PROBLEM TO SOLVE:
The output is the line holding "For each instance of the handbag, the" and all lines after it to the end of the records below; restate them unchanged and add nothing.

SOURCE INFORMATION:
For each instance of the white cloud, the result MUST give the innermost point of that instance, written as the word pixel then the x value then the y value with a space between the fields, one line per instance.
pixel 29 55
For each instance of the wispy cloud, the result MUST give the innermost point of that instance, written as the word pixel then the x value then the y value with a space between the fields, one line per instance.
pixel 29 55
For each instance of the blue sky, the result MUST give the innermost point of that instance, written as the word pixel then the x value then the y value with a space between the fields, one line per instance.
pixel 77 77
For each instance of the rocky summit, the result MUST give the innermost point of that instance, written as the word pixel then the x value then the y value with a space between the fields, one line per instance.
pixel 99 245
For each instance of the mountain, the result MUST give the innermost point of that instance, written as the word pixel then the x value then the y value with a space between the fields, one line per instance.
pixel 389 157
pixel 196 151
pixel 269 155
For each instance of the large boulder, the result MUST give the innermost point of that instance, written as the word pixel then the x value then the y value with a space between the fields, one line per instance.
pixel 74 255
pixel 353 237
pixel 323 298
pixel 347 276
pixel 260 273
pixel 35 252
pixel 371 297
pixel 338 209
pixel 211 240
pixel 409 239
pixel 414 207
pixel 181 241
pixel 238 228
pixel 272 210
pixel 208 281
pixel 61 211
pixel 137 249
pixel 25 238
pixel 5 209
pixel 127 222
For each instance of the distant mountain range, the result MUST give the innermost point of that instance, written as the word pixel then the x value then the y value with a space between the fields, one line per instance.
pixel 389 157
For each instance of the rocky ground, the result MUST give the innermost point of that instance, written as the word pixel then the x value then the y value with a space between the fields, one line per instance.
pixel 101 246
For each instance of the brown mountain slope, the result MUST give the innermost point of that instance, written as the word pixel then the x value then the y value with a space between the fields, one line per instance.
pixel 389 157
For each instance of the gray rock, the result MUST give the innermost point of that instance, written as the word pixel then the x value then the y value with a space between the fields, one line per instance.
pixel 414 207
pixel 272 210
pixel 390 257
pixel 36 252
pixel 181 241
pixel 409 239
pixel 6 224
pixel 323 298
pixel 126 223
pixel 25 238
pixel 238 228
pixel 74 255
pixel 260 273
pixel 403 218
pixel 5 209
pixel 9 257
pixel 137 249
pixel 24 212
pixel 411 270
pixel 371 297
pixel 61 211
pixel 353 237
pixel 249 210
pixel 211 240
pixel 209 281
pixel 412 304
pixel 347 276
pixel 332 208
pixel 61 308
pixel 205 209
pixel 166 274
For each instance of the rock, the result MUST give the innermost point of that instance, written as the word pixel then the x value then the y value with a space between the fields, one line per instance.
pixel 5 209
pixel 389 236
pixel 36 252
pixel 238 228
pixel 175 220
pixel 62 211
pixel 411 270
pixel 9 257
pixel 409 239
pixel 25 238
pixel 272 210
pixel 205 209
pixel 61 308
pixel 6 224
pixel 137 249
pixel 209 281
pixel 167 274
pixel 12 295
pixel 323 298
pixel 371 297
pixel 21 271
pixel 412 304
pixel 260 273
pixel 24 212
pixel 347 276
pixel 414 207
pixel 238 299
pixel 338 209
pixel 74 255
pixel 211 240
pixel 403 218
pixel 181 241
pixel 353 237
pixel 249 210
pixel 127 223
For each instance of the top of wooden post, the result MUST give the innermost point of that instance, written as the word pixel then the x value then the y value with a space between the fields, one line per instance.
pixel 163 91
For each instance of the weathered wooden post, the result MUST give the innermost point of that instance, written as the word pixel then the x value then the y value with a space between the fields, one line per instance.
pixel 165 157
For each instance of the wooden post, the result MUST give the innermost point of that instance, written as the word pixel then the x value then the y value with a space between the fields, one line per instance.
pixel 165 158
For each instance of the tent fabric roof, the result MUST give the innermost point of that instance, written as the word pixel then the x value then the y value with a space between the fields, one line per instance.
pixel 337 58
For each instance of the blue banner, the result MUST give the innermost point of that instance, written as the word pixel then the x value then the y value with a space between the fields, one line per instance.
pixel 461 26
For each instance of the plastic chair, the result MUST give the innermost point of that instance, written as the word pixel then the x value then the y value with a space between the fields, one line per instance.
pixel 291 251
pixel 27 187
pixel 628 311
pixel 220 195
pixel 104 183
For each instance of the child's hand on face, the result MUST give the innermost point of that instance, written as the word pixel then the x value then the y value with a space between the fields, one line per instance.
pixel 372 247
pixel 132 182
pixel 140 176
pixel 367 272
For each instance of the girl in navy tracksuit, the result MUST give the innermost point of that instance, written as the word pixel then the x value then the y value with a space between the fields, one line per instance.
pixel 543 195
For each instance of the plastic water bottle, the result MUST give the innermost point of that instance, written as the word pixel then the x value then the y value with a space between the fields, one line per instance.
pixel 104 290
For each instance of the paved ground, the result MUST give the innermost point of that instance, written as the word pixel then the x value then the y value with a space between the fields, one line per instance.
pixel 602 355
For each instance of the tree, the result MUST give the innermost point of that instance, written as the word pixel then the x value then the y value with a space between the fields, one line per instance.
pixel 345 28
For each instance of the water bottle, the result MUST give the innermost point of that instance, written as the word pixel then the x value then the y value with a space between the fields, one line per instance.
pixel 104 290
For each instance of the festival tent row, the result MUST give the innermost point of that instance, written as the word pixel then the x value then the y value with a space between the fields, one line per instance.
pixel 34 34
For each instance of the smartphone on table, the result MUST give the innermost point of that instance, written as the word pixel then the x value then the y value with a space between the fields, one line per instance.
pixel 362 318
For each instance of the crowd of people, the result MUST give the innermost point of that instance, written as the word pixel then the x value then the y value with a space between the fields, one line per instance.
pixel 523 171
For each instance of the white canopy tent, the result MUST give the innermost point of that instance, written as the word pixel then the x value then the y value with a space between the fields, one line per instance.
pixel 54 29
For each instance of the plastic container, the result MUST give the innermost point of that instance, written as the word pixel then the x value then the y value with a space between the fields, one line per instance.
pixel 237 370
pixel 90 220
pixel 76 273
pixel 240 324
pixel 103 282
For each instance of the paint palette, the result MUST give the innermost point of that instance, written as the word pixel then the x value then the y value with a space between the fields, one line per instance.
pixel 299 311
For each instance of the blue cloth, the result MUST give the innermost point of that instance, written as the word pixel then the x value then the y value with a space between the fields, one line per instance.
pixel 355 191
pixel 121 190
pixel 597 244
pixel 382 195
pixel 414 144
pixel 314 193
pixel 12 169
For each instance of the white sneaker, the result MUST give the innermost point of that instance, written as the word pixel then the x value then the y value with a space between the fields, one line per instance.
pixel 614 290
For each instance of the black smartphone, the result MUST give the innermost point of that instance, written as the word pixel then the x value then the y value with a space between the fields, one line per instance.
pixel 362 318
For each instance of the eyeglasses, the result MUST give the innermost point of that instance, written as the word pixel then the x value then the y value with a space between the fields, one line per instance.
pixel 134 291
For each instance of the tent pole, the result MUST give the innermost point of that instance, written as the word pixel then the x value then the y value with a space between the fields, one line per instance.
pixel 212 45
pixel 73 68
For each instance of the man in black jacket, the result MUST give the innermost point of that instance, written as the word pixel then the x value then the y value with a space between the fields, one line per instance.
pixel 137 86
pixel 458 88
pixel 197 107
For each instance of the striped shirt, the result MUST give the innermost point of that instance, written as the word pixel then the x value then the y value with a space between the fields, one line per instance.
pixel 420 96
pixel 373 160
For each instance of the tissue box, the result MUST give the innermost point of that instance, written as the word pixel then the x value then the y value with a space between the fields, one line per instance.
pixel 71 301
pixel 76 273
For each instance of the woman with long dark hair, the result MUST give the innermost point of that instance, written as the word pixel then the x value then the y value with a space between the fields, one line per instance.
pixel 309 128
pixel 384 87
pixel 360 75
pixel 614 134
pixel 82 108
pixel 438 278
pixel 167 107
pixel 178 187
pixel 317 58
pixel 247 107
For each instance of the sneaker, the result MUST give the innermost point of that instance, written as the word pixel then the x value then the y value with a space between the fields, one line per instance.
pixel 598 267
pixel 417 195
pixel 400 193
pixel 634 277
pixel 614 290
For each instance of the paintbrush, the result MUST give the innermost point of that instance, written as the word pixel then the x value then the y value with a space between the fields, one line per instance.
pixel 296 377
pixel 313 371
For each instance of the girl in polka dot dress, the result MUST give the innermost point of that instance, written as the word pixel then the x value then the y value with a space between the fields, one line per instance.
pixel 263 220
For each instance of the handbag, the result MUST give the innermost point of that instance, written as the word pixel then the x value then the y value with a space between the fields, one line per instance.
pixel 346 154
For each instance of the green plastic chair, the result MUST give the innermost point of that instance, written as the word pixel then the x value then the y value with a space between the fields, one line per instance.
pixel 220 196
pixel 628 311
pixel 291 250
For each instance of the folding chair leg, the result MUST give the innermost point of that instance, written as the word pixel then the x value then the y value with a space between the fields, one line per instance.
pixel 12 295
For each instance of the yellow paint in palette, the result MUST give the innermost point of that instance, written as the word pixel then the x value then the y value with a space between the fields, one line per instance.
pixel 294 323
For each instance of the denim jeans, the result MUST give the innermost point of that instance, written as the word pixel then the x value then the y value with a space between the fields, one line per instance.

TASK OUTPUT:
For each instance of the handbag, the result MUST give the innermost point of that instance, written as the word pixel then the x value then the y value with a space between the fields, one line per instance.
pixel 346 154
For each instance of the green plastic chair, the result MUST give the innermost point of that instance, written as the word pixel then the x value then the y value with a space between the fields, one line per instance.
pixel 220 196
pixel 628 311
pixel 291 250
For each instance of the folding chair leg, the result MUST give the innermost point of that instance, written as the word pixel then the x value then the y value with a space between the fields, one line per instance.
pixel 12 295
For each instance of the yellow paint in palette, the result MUST give the innermost point of that instance, written as the word pixel then the x value then the y value with a space between the fields, one line per instance.
pixel 294 323
For each instance of the denim jeans, the result MUST give the innermost point of that instance, written as the word pixel then the x value then the y value with a space between the fields, one line per instance.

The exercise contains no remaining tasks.